● **Directive A**
According to the 47th Street Photo text, in what year did 47th Street Photo begin?

● **Text**
===============

47th Street Photo was a pioneer of "the idea of discount consumer electronics retailing in New York." Tourists with a halting English would mistakenly ask for 47th Street Camera. Furthermore, "its reputation spread across the country through a lucrative mail-order business." Thirty years after opening, they closed.

History
"Beginning in 1967, 47th Street Photo helped pioneer the idea of discount consumer electronics retailing in New York." They were "known for being the first with the latest gadgets at the lowest prices." The New York Times proclaimed that "No other store seemed to have so much merchandise and so few displays,"
 resulting in lines: "Any time you come in, you've got to wait."

The store expanded to five locations, but during an economic downturn the 47th street location closed; eventually so did three more.  In 1995 the store's name was licensed for use by another management team; they oversaw what became the company's closing, by which time a geographically not too distant competitor, Willoughby's celebrated its 100th anniversary.

===============

● **Directive B**
From the listing of data records, reproduce every line verbatim, from the line containing "woman and give integer pixel coordinates." down to the line containing "(1295, 645)", both included.

Data records
===============

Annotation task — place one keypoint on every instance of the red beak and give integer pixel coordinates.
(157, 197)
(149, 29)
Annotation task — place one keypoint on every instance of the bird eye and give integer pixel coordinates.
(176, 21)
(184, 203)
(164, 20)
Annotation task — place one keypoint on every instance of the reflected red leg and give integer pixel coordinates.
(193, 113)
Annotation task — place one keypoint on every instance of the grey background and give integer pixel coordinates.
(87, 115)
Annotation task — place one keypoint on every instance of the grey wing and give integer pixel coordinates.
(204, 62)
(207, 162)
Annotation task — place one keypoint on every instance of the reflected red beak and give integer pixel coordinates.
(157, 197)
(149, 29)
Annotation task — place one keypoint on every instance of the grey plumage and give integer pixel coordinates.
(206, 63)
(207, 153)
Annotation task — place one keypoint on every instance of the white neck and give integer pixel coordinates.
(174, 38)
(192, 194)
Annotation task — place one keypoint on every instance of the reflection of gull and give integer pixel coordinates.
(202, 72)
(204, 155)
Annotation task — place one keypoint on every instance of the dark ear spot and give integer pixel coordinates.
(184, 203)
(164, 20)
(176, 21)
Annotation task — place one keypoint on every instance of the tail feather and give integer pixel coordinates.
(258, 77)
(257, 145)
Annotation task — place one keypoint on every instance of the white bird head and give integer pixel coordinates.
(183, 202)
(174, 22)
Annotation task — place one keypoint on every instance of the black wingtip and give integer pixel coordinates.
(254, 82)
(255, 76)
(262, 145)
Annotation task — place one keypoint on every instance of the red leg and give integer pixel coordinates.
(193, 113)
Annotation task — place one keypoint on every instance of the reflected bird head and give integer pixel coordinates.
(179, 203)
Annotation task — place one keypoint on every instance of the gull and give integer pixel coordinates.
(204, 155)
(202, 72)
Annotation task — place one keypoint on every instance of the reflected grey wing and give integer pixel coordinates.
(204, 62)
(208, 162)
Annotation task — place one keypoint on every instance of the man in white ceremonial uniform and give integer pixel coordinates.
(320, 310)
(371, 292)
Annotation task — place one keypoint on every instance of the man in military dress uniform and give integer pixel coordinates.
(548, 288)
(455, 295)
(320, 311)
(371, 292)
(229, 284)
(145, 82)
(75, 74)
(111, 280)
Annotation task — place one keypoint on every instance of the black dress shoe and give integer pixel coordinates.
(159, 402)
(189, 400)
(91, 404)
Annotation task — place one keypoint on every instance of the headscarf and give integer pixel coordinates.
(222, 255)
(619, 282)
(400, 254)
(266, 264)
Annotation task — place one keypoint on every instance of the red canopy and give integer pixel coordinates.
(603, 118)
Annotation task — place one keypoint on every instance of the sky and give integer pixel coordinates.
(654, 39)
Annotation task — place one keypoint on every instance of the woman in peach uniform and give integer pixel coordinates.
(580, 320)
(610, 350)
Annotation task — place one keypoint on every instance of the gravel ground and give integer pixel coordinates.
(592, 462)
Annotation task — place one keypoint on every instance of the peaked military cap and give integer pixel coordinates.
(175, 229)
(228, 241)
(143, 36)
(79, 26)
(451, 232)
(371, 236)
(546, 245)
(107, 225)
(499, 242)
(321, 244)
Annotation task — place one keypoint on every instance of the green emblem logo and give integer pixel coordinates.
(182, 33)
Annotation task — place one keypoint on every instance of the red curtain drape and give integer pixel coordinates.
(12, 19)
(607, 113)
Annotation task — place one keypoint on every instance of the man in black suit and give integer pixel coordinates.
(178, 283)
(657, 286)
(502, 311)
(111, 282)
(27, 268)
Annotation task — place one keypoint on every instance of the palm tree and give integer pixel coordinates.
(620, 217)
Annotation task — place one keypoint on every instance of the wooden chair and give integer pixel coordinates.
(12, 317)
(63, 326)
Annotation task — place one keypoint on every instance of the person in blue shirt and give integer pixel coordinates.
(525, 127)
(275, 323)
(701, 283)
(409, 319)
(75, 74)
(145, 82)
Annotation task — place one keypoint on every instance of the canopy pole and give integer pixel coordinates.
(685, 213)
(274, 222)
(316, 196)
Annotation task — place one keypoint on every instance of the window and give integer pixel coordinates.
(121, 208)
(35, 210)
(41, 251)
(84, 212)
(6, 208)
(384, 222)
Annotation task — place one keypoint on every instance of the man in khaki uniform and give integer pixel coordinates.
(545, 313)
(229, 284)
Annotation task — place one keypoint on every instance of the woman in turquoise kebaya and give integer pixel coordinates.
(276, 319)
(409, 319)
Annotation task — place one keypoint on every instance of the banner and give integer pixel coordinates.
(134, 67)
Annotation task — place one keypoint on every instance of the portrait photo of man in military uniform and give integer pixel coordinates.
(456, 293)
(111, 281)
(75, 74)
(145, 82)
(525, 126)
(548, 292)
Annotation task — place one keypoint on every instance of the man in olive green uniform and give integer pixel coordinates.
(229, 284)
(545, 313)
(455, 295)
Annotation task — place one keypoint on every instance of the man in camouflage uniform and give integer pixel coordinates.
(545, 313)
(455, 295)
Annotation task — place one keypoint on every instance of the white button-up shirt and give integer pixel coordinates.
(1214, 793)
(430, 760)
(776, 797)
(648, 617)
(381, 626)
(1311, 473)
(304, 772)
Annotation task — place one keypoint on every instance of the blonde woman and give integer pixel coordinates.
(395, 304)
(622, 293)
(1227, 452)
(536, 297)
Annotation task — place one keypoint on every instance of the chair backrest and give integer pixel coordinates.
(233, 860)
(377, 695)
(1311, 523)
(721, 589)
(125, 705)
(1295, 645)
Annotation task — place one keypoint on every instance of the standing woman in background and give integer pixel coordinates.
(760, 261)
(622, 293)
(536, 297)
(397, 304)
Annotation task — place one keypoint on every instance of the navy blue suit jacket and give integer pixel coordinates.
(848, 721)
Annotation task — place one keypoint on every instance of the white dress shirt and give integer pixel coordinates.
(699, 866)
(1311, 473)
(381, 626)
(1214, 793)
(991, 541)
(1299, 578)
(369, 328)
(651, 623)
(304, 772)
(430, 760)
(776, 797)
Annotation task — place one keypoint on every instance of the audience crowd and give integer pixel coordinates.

===============

● **Complete answer A**
1967

● **Complete answer B**
Annotation task — place one keypoint on every instance of the blonde woman and give integer pixel coordinates.
(395, 304)
(622, 293)
(1227, 452)
(536, 297)
Annotation task — place one keypoint on every instance of the chair backrest and give integer pixel coordinates.
(233, 860)
(377, 695)
(1311, 523)
(721, 589)
(125, 705)
(1295, 645)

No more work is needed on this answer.